Dataset content START

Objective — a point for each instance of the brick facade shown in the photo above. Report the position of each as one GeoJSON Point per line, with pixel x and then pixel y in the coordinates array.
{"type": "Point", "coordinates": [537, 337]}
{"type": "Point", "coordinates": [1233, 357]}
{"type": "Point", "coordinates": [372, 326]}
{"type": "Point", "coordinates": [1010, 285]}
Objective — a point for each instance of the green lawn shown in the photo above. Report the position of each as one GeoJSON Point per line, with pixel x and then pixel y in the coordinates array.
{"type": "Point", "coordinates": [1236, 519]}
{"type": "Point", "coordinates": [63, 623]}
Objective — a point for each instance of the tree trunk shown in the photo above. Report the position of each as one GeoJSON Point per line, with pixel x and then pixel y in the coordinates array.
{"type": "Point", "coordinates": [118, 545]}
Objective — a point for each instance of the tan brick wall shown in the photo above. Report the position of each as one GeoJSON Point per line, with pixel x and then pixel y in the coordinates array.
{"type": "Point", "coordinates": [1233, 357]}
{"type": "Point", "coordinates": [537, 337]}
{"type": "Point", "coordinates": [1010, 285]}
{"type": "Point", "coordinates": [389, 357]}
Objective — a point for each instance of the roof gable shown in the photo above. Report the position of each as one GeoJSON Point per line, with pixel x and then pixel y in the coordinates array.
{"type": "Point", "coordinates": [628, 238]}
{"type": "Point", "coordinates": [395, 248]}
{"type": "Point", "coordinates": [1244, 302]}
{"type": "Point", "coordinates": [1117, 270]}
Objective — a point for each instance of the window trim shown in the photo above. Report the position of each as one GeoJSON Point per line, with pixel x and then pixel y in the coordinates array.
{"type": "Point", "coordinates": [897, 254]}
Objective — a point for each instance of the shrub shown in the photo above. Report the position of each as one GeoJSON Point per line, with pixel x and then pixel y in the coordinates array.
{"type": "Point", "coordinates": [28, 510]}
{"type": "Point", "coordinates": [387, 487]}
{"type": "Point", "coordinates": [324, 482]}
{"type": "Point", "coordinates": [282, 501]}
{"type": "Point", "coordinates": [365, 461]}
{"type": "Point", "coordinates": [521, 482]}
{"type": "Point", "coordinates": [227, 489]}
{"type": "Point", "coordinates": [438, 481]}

Dataset content END

### What to work on
An exact copy of all the records above is needed.

### Solution to this exercise
Objective — a point for each instance of the brick facade shown in the photo above. Report the position of each as one GeoJSON Point per line, with pixel x and then pixel y in the coordinates array.
{"type": "Point", "coordinates": [537, 337]}
{"type": "Point", "coordinates": [1233, 357]}
{"type": "Point", "coordinates": [372, 326]}
{"type": "Point", "coordinates": [1010, 285]}
Objective — a point for each instance of the green lawn shown in the photo above. Report the position of each as one GeoJSON Point per line, with pixel x and then pixel y in the coordinates array.
{"type": "Point", "coordinates": [1236, 519]}
{"type": "Point", "coordinates": [63, 623]}
Objective — a point for each instance of the tree trunk shown in the photo above. Report the position of each as one GeoJSON Point per line, with pixel x and then pixel y in the coordinates array.
{"type": "Point", "coordinates": [118, 545]}
Objective — a point for each instance of the tan brick wall shown in the photo above. Report the position of each as one GeoJSON Point per line, with pixel x and then pixel y in the coordinates array.
{"type": "Point", "coordinates": [1233, 357]}
{"type": "Point", "coordinates": [537, 337]}
{"type": "Point", "coordinates": [1010, 285]}
{"type": "Point", "coordinates": [389, 357]}
Objective — a point for each instance of the roof gable shown in the photo above. Report the position of each as one GeoJSON Point per line, with pixel x and then pixel y in the coordinates array.
{"type": "Point", "coordinates": [628, 238]}
{"type": "Point", "coordinates": [395, 248]}
{"type": "Point", "coordinates": [1244, 302]}
{"type": "Point", "coordinates": [1117, 270]}
Objective — a point for each instance of the window trim shown in the photo above. Report the position of each as one GeoJSON Point per line, with pixel x and then pixel y in the coordinates array.
{"type": "Point", "coordinates": [897, 254]}
Objective — a point for each instance of the shrub shown in the photo above. Report the position of each as one GeoJSON Point per line, with pixel x and then pixel y in the coordinates array.
{"type": "Point", "coordinates": [28, 510]}
{"type": "Point", "coordinates": [387, 487]}
{"type": "Point", "coordinates": [324, 482]}
{"type": "Point", "coordinates": [282, 501]}
{"type": "Point", "coordinates": [365, 461]}
{"type": "Point", "coordinates": [521, 482]}
{"type": "Point", "coordinates": [227, 489]}
{"type": "Point", "coordinates": [438, 481]}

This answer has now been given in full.